[start Available records]

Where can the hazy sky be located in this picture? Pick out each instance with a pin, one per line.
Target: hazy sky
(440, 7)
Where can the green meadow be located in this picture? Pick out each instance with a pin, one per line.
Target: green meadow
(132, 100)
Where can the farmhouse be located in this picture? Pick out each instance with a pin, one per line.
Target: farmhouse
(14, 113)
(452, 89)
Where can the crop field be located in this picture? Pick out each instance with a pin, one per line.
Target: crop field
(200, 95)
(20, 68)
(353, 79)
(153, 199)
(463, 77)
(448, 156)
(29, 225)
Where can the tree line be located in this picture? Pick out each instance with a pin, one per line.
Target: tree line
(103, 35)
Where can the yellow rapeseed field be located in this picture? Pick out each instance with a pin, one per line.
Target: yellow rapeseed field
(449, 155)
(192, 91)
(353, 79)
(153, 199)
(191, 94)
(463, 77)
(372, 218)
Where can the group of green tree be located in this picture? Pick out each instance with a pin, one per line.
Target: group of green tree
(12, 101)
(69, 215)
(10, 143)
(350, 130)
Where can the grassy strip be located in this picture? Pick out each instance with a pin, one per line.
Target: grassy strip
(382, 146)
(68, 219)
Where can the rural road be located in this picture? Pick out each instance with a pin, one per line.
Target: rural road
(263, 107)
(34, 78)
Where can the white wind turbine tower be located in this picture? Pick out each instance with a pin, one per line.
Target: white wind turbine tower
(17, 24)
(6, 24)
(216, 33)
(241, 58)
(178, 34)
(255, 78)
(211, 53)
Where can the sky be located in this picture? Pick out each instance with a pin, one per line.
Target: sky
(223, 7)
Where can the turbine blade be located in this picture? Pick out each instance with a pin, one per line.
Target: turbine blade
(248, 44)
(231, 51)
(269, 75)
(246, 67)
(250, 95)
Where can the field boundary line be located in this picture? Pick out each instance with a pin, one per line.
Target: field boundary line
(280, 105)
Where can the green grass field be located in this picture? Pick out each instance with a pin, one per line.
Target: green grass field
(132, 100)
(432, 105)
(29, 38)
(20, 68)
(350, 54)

[end Available records]

Objective
Copy every one of the rows above word for word, line by line, without changing anything.

The output
Where can the hazy sky be located in this picture? Pick out each instance with a pin, one per line.
Target: hazy sky
(440, 7)
Where can the green meadow be located in this picture? Pick out each instance with a pin, one per line.
Target: green meadow
(132, 100)
Where can the farmhouse be located in this picture? Pick out each instance with a pin, one per line.
Target: farmhouse
(14, 113)
(452, 89)
Where can the crop field be located in this picture? Pick out each instance with a pin, one per line.
Target: crop field
(200, 95)
(20, 68)
(353, 79)
(153, 199)
(463, 77)
(448, 156)
(29, 225)
Where can the tree line be located in this picture? Pick out each instance with a pin, one per line.
Target: tree line
(103, 35)
Where can the yellow rapeseed field be located in this picture? Pick out each instance with a pin, one per line.
Target: yellow rapeseed field
(449, 155)
(192, 91)
(353, 79)
(153, 199)
(191, 94)
(463, 77)
(372, 218)
Where can the group of green tree be located in this picture? Pick out each instance with a pin, one per line.
Target: group of green tree
(12, 101)
(69, 215)
(10, 143)
(350, 130)
Where can the grassy strip be located in this picture? Pick out each instance with a pin, one per line.
Target: grassy strip
(382, 146)
(68, 219)
Where can the rural road be located in this picture? Pick out each instance with a pin, one per line.
Target: rural road
(263, 107)
(34, 78)
Where can the white wind turbine tower be located in this picture? Pick out each instance with a pin, one per line.
Target: white wind turbine tower
(17, 24)
(6, 24)
(216, 33)
(241, 58)
(178, 34)
(255, 78)
(211, 53)
Where can the sky be located in this picture? Pick out each instance with a pin, one per line.
Target: sky
(223, 7)
Where can the turbine blade be located in this picture? Pick out each instance with a pin, one per line.
Target: turbine blade
(248, 44)
(231, 51)
(269, 75)
(246, 67)
(250, 95)
Where can the field boundary line be located in this picture? Pick out each instance with a pin, one per line.
Target: field boundary line
(280, 105)
Where can the green grass field be located in this picture? Pick out each instance with a pin, one per line.
Target: green grass field
(132, 100)
(432, 105)
(29, 38)
(20, 68)
(350, 54)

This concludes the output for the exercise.